* Attività da svolgere *
**A)** Secondo il testo sul sake, con quale nome viene chiamato il processo di fermentazione multipla del riso?
**B)** Scrivi il seguito del testo sul sake, a partire dalla sua ultima frase.

* Estratto selezionato *
Il sake è una delle bevande più antiche e affascinanti del Giappone.
Nato da secoli di tradizione, è oggi sempre più presente anche nei cocktail bar occidentali, dove mixologist e bartender lo utilizzano come ingrediente versatile e raffinato.
Spesso definito impropriamente “vino di riso”, in realtà il sake è una bevanda fermentata a base di riso, il cui processo di produzione ricorda più quello della birra che del vino.

Le origini del sake

Le prime tracce di produzione di sake risalgono a oltre duemila anni fa, in epoca antichissima.
Nel corso dei secoli, il sake è diventato parte integrante della cultura e della spiritualità giapponese, servito nei templi shintoisti e durante cerimonie, matrimoni e feste tradizionali.

Il cuore della sua produzione è la fermentazione multipla del riso:

  • gli amidi del riso vengono prima trasformati in zuccheri grazie all’azione del Koji (Aspergillus oryzae),
  • successivamente gli zuccheri vengono fermentati in alcol dai lieviti selezionati (Kobo).

Questo processo unico — chiamato heiko fuku hatsu — è ciò che conferisce al sake il suo profilo aromatico complesso, elegante e distintivo.

Le principali tipologie di sake

Le categorie di sake si distinguono per il grado di raffinazione del chicco di riso e per le tecniche di produzione.
Ecco le principali:

  • Junmai – “puro”, prodotto solo con riso, acqua, lieviti e Koji, senza aggiunta di alcol.
  • Honjozo – con una piccola aggiunta di alcol per esaltare gli aromi.
  • Ginjo – più profumato e fruttato, ottenuto da riso con almeno il 40% del chicco lucidato.
  • Daiginjo – la categoria più pregiata, con lucidatura superiore al 50%, aromi complessi e texture setosa.
  • Nigori – sake non filtrato, di aspetto lattiginoso e gusto morbido e cremoso.

Ogni tipologia racconta una sfumatura diversa della cultura giapponese, dal sake quotidiano a quello cerimoniale.

Il sake nella mixology contemporanea

Negli ultimi anni il sake ha conquistato anche la scena della mixology moderna.

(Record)

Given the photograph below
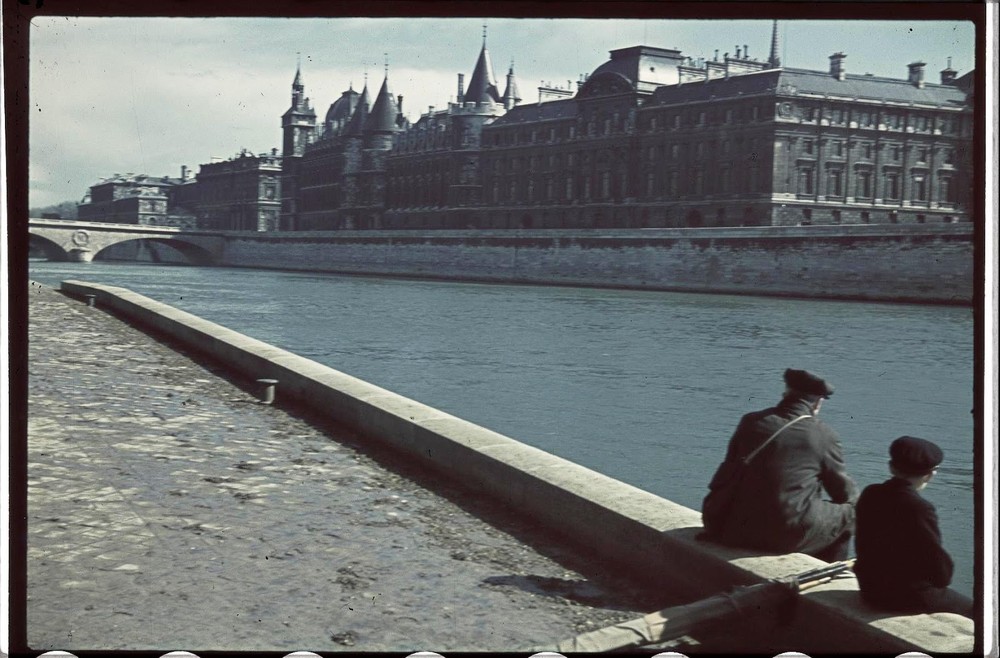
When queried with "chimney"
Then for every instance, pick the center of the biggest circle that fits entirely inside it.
(948, 75)
(837, 65)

* Risultati per attività *
**A)** Heiko fuku hatsu.

**B)**
Il suo profilo delicato e bilanciato lo rende ideale per cocktail leggeri, aromatici e raffinati.

Può essere utilizzato:

  • come base principale per cocktail low-alcohol,
  • come sostituto del vermouth o del vino bianco,
  • o come ingrediente aromatico accanto a distillati più strutturati come gin o vodka.

Alcuni esempi contemporanei:

  • Sake Martini – una versione elegante del Dry Martini, con sake al posto del vermouth.
  • Tokyo Mule – twist orientale del Moscow Mule, con sake e zenzero fresco.
  • Umami Sour – reinterpretazione del Whiskey Sour con sake e agrumi giapponesi.

La sua bassa gradazione alcolica e la purezza del gusto lo rendono perfetto per la nuova generazione di cocktail sostenibili e consapevoli.

L’arte del servizio

In Giappone, il sake non è solo una bevanda, ma un rito di ospitalità.
Viene servito in piccole tazze di ceramica (ochoko) o in calici moderni, e può essere gustato freddo (reishu), a temperatura ambiente (joon) o caldo (atsukan), in base alla tipologia e alla stagione.
Nel servizio professionale contemporaneo, i bartender tendono a privilegiare il sake freddo, per preservarne la fragranza e gli aromi fruttati.

Curiosità

  • La parola sake (酒) in giapponese indica genericamente qualsiasi bevanda alcolica. Quella specifica che noi chiamiamo sake è in realtà nihonshu (日本酒), cioè “alcol giapponese”.
  • Il sake è naturalmente senza glutine e privo di solfiti, quindi apprezzato anche da chi cerca bevande più leggere e pulite.
  • I migliori produttori artigianali (sakagura) considerano il sake non un semplice prodotto, ma un equilibrio perfetto tra riso, acqua e tempo.
Il sake rappresenta un ponte culturale tra Oriente e Occidente: una bevanda millenaria che oggi trova spazio nella mixology d’autore e nella cultura del bere consapevole.
Conoscere il sake significa comprendere il valore della pazienza, della tecnica e del rispetto per la materia prima — elementi che ogni bartender dovrebbe portare anche nel proprio lavoro.
Il futuro del bar guarda avanti, ma può ancora imparare molto da ciò che in Giappone esiste da oltre duemila anni.